▶ [PROBLEM DESCRIPTION] Reproduce each of the following records verbatim, line for line.

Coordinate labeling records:
++++

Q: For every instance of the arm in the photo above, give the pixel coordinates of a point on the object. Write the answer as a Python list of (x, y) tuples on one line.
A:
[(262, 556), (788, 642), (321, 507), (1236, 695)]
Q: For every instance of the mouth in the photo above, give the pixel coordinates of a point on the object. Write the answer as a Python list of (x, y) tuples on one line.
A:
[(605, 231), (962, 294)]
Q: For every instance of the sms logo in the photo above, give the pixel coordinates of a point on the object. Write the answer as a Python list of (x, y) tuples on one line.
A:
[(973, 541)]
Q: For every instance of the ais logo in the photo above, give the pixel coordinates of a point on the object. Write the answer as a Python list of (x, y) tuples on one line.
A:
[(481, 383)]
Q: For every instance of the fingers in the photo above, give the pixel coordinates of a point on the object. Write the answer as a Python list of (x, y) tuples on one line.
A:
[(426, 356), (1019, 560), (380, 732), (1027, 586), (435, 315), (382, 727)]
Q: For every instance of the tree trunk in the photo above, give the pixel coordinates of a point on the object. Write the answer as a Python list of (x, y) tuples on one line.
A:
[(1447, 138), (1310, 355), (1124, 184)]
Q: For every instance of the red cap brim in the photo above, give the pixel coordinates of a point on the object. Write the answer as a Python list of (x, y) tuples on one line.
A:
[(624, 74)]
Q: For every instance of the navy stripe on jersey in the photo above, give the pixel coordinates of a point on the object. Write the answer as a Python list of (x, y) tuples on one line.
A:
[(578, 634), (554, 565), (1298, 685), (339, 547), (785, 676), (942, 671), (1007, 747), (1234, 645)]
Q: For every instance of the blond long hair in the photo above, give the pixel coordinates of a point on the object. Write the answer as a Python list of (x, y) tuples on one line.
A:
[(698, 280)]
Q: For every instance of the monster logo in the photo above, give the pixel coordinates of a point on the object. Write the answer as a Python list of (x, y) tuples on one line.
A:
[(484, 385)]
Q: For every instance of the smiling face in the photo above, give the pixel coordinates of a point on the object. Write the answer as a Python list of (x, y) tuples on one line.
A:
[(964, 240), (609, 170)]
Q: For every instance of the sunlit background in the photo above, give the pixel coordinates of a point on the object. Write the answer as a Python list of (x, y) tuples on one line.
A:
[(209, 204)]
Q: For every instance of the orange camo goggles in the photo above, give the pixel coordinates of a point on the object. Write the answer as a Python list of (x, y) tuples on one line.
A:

++++

▶ [ANSWER TO THE TASK]
Q: For every instance of the arm in the photo above, give the pixel coordinates of a point on the object. Write the answer as a Python list of (x, y) tuples on one line.
A:
[(262, 556), (788, 642), (321, 507), (1236, 695)]
Q: For every instance of the mouth in the photo above, give the pixel coordinates of a point on the object. Write the answer as a Python list of (x, y) tuples on one line.
A:
[(605, 231), (962, 294)]
Q: For every instance of the sms logo in the photo above, give the pixel coordinates of a point on the object. Write the answer as a Python list of (x, y) tuples on one line.
A:
[(973, 541)]
Q: For every instance of the ais logo in the photo above, give the pixel coordinates of a point on the object. Write the answer as a Python list of (x, y) tuples on one line.
A:
[(481, 383)]
Q: For every instance of the fingers in the photo above, give the pixel coordinates of a point on the object. Write the answer as a Python list of (x, y) tuples on one line.
A:
[(426, 356), (1019, 560), (380, 732), (1027, 586), (435, 315), (382, 727)]
Q: For every instance of the tree trunk in the photo above, give the pixel coordinates of a point on the object. Write the answer as a Python list of (x, y) tuples on one line.
A:
[(1447, 138), (1310, 355), (1124, 184)]
Q: For every instance of the red cap brim in the photo above, give the pixel coordinates of a point on the object. Write the answer as a Python list of (x, y) tuples on one line.
A:
[(624, 74)]
Q: For every instance of the navy stripe on jersey in the photo above, give the pixel coordinates of a point on the object. Write the answer as a Python list of (x, y) tuples on one line.
A:
[(578, 634), (554, 565), (1298, 685), (339, 547), (785, 676), (942, 671), (1007, 747), (1234, 645)]
Q: For every instance of the blond long hair in the photo above, give the pixel coordinates of a point on the object. Write the answer as a Python list of (x, y) tuples on one line.
A:
[(698, 280)]
Q: For every instance of the monster logo in the photo above, give the pixel coordinates of a point on the object. Write the answer as a Python list of (x, y) tuples on one line.
A:
[(484, 385)]
Q: For every instance of the smiling face in the photo above, give the pixel coordinates of a point on the object. Write the answer as a Python list of (x, y) tuples on one line.
A:
[(964, 240), (609, 170)]
Q: For every instance of the sunlit background in the photo above, give the pixel coordinates of a point on the object. Write the answer as a Python list of (x, y) tuples on one line.
A:
[(209, 204)]
Q: For every instance of the orange camo goggles in the photo above, give the pixel coordinates of a point on the object. Write the answer as a Python list of (x, y) tuples on one line.
A:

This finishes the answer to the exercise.